INSTRUCTIONS TO FOLLOW: Copy the records below word for word, starting at the line that contains "like [[710, 44]]." and ending with the line that contains "[[301, 196], [311, 98], [344, 286], [383, 135]]". Reproduce only those lines, including both end lines.

[Position identification records]
§ §

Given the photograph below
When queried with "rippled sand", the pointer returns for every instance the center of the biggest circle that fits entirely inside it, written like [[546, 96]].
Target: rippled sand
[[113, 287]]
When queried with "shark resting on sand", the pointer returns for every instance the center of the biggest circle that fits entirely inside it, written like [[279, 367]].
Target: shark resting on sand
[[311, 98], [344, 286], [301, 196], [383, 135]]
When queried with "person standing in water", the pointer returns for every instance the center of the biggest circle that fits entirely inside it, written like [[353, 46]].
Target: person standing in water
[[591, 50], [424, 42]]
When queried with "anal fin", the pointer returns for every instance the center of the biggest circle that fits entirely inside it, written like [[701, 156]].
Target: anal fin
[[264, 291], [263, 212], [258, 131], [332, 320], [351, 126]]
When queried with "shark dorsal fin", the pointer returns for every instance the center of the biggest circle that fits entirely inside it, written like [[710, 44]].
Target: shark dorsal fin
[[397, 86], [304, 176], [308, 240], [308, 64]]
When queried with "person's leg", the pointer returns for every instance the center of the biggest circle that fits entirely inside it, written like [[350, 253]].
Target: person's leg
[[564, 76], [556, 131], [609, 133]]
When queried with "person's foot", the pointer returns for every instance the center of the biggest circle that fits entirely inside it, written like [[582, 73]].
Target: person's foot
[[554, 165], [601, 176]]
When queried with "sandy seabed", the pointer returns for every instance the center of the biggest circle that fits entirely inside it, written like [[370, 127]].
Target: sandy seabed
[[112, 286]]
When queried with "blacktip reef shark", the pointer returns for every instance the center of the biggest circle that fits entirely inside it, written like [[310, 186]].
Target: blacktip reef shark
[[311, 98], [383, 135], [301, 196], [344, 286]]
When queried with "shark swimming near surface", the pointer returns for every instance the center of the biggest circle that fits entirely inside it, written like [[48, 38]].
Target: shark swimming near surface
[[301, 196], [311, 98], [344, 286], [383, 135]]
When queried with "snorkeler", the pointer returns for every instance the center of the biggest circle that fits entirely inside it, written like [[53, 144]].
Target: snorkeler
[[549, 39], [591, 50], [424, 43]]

§ §

OUTPUT OF THE EXERCISE:
When queried with "shark dorsal fin", the pointer returns for every instance the center of the biggest circle that fits entirely inside it, written like [[710, 44]].
Target: shark dorsal fin
[[397, 86], [304, 176], [308, 240], [308, 64]]
When queried with "person's leg", the pointer returns for every instance the center of the biggest circle that fits entirely inside it, written like [[350, 253]].
Target: person's leg
[[564, 76], [556, 131], [609, 133]]
When queried with "person's foot", the pointer returns for every instance the center of the biggest circle that fits entirely inside it, written like [[582, 73]].
Target: person's foot
[[554, 165], [601, 176]]
When queried with "sandy seabed", the pointer returns for every instance the center of the biggest circle that fits entirely inside it, written like [[370, 127]].
Target: sandy seabed
[[112, 286]]
When queried with "blacktip reef shark", the pointer returns for every instance the center of the biggest circle that fits entirely inside it, written like [[310, 186]].
Target: blacktip reef shark
[[311, 98], [383, 135], [301, 196], [344, 286]]
When queried with "shark swimming near surface", the pointer returns for every instance the center of the biggest circle that fits entirely inside it, written like [[48, 38]].
Target: shark swimming near surface
[[301, 196], [311, 98], [344, 286], [383, 135]]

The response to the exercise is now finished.